§ What the task asks:
Arrange every line of the material below as a numbered list, and drop any blank lines.

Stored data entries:
---

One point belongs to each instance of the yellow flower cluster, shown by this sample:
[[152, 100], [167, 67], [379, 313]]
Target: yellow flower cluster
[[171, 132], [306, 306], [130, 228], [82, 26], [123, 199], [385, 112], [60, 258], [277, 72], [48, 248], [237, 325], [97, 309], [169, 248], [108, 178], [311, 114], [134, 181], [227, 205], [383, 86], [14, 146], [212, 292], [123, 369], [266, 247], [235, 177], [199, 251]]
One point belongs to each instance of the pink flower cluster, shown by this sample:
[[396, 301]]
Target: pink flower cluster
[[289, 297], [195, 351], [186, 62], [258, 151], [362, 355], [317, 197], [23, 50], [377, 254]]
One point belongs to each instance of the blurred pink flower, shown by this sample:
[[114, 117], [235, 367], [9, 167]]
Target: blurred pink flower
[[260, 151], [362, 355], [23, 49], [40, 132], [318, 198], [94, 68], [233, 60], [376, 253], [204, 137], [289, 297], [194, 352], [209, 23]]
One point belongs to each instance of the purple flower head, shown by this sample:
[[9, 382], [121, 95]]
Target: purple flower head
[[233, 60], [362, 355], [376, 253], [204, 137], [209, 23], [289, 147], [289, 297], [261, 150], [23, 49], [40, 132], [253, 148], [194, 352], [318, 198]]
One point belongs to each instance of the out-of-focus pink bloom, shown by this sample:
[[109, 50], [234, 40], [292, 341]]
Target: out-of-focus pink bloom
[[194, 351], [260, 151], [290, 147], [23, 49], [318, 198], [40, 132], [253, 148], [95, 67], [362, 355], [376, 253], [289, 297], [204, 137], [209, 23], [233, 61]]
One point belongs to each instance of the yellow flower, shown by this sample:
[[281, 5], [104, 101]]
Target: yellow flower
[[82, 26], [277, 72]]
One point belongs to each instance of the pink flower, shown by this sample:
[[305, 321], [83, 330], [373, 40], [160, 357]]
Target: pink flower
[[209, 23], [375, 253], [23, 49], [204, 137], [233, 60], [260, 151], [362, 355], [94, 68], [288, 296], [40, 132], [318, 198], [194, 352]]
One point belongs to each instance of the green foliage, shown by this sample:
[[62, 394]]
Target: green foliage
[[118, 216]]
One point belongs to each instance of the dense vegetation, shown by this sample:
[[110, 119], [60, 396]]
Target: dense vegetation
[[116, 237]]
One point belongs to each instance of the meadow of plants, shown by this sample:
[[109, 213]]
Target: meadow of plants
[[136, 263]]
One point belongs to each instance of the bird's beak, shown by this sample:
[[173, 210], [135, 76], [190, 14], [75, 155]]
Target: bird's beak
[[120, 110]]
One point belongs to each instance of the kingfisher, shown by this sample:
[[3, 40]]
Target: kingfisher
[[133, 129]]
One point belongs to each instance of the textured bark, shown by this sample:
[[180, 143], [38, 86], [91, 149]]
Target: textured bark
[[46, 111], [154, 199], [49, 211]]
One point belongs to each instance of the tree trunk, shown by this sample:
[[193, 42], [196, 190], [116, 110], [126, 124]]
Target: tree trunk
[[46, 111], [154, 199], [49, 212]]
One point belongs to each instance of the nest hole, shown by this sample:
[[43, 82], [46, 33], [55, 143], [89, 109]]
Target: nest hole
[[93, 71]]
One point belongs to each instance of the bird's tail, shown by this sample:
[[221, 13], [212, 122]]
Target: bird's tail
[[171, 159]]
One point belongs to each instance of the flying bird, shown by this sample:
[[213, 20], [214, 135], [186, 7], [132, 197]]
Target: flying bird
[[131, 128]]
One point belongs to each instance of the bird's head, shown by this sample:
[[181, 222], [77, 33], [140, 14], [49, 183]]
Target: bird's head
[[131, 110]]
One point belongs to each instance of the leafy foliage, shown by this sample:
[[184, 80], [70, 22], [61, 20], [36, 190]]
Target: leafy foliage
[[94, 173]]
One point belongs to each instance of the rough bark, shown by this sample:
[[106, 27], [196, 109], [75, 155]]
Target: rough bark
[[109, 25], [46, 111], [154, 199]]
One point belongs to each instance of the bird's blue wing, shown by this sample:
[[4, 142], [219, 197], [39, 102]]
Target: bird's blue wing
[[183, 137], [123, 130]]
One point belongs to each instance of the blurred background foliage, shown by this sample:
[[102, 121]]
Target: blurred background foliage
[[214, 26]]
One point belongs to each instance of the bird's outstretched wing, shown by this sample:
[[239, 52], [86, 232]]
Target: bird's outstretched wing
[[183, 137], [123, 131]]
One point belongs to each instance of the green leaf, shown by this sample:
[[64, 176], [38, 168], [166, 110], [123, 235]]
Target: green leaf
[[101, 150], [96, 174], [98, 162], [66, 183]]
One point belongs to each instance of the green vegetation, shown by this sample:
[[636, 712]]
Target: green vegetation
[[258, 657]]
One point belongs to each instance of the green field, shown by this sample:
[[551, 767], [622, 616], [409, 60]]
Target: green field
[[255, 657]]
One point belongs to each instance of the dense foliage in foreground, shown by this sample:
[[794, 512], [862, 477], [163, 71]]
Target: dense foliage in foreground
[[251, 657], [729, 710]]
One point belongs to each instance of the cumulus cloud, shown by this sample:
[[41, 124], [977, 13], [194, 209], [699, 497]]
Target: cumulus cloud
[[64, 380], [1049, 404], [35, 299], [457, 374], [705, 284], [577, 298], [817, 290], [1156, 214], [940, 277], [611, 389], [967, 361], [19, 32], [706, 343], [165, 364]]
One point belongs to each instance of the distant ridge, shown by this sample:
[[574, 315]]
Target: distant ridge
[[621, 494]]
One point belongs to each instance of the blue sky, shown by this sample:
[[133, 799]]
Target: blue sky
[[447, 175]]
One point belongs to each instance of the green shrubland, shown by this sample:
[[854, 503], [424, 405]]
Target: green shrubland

---

§ Result of the exercise:
1. One point belongs to each instance of the yellow flower cluster, shown by this sample:
2. [[152, 100], [167, 67], [379, 313]]
3. Target: yellow flower cluster
4. [[171, 132], [306, 306], [130, 228], [82, 26], [123, 199], [385, 112], [60, 258], [277, 72], [48, 248], [237, 325], [97, 309], [169, 248], [108, 178], [311, 114], [134, 181], [227, 205], [383, 86], [14, 146], [212, 292], [123, 369], [266, 247], [235, 177], [199, 251]]
5. One point belongs to each instance of the pink flower cluster, shown by this sample:
6. [[396, 301]]
7. Target: pink flower cluster
8. [[289, 297], [195, 351], [186, 62], [258, 151], [362, 355], [317, 197], [23, 50], [377, 254]]
9. One point belongs to each instance of the blurred pink flower, shown by this sample:
10. [[114, 117], [235, 367], [9, 167]]
11. Target: blurred pink flower
12. [[260, 151], [362, 355], [23, 49], [40, 132], [318, 198], [94, 68], [233, 60], [376, 253], [204, 137], [289, 297], [194, 352], [209, 23]]
13. One point belongs to each instance of the purple flower head, shown by this sample:
14. [[9, 382], [121, 95]]
15. Target: purple flower head
16. [[233, 60], [362, 355], [376, 253], [204, 137], [209, 23], [289, 147], [289, 297], [261, 150], [23, 49], [40, 132], [253, 148], [194, 352], [318, 198]]
17. One point belongs to each instance of the out-of-focus pink bloom, shown by this sample:
18. [[109, 50], [234, 40], [292, 341]]
19. Target: out-of-focus pink bloom
20. [[194, 351], [260, 151], [290, 147], [23, 49], [318, 198], [40, 132], [253, 148], [95, 67], [362, 355], [376, 253], [289, 297], [204, 137], [209, 23], [233, 61]]
21. One point belongs to each instance of the yellow flower, shown by this sample:
22. [[281, 5], [104, 101]]
23. Target: yellow flower
24. [[82, 26], [277, 72]]
25. One point belongs to each instance of the pink flower, shown by this sample:
26. [[305, 321], [83, 330], [373, 40], [160, 357]]
27. Target: pink flower
28. [[209, 23], [375, 253], [23, 49], [204, 137], [233, 60], [260, 151], [362, 355], [94, 68], [288, 296], [40, 132], [318, 198], [194, 352]]
29. One point belongs to each instance of the green foliage, shown by this sample:
30. [[62, 394]]
31. Target: green foliage
32. [[118, 216]]
33. One point belongs to each instance of the dense vegetation, shown by this sample:
34. [[110, 119], [60, 396]]
35. Target: dense vegetation
36. [[116, 237]]
37. One point belongs to each instance of the meadow of plants, shown by this sample:
38. [[109, 213]]
39. Target: meadow of plants
40. [[136, 263]]
41. One point belongs to each instance of the bird's beak, shown by this sample:
42. [[173, 210], [135, 76], [190, 14], [75, 155]]
43. Target: bird's beak
44. [[120, 110]]
45. One point belongs to each instance of the kingfisher, shown by this sample:
46. [[3, 40]]
47. Target: kingfisher
48. [[133, 129]]
49. One point belongs to each instance of the textured bark, shown by this sample:
50. [[180, 143], [38, 86], [91, 149]]
51. Target: textured bark
52. [[46, 111], [154, 199], [49, 211]]
53. One point belongs to each instance of the tree trunk, shown by this sample:
54. [[193, 42], [196, 190], [116, 110], [126, 124]]
55. Target: tree trunk
56. [[46, 111], [154, 199], [49, 212]]
57. One point belongs to each instance of the nest hole, shown by this sample:
58. [[43, 82], [46, 33], [55, 143], [89, 109]]
59. Target: nest hole
60. [[93, 71]]
61. One point belongs to each instance of the bird's tail, shown by this sample:
62. [[221, 13], [212, 122]]
63. Target: bird's tail
64. [[171, 159]]
65. One point belongs to each instance of the flying bird, shown by this sample:
66. [[213, 20], [214, 135], [186, 7], [132, 197]]
67. Target: flying bird
68. [[131, 128]]
69. One point belongs to each instance of the bird's head, shown by this sample:
70. [[181, 222], [77, 33], [140, 14], [49, 183]]
71. Target: bird's head
72. [[131, 110]]
73. One point belongs to each instance of the leafy foliage, shown by this sample:
74. [[184, 80], [70, 22], [61, 20], [36, 190]]
75. Target: leafy foliage
76. [[94, 173]]
77. One point belongs to each instance of the rough bark, shown by this sample:
78. [[106, 27], [196, 109], [75, 155]]
79. Target: rough bark
80. [[109, 25], [46, 111], [154, 199]]
81. One point belongs to each instance of the bird's blue wing, shown by this sample:
82. [[4, 142], [219, 197], [39, 102]]
83. Target: bird's blue wing
84. [[183, 137], [123, 130]]
85. One point belongs to each instance of the blurred background foliage, shown by this sample:
86. [[102, 121]]
87. Target: blurred background foliage
88. [[214, 26]]
89. One point belongs to each instance of the bird's outstretched wing, shown by this sample:
90. [[239, 52], [86, 232]]
91. Target: bird's outstretched wing
92. [[183, 137], [123, 131]]
93. One point belongs to each instance of the green leaf, shown by this sample:
94. [[64, 176], [38, 168], [166, 110], [123, 235]]
95. Target: green leaf
96. [[101, 150], [96, 174], [98, 162], [66, 183]]
97. One point belongs to each instance of the green vegetation, shown by this sample:
98. [[636, 712]]
99. Target: green vegetation
100. [[258, 657]]
101. One point belongs to each instance of the green field, shown by this sample:
102. [[551, 767], [622, 616], [409, 60]]
103. Target: green field
104. [[255, 657]]
105. One point belongs to each instance of the dense foliage in foreground, shown by this sample:
106. [[794, 512], [862, 477], [163, 71]]
107. Target: dense foliage in foreground
108. [[251, 657], [729, 710]]
109. One point belongs to each instance of the cumulus cloud, shown by this sample:
110. [[41, 124], [977, 13], [194, 209], [699, 497]]
111. Target: cumulus cloud
112. [[64, 380], [1049, 404], [35, 299], [457, 374], [705, 284], [577, 298], [817, 290], [1156, 214], [940, 277], [611, 389], [967, 361], [19, 32], [706, 343], [165, 364]]
113. One point belongs to each instance of the distant ridge, shown by this sample:
114. [[574, 315]]
115. Target: distant ridge
116. [[621, 494]]
117. One point belongs to each instance of the blue sky, shown by this sample:
118. [[133, 799]]
119. Target: blue sky
120. [[447, 175]]
121. One point belongs to each instance of the green shrubland, shown by this sample:
122. [[854, 503], [424, 405]]
123. Target: green shrubland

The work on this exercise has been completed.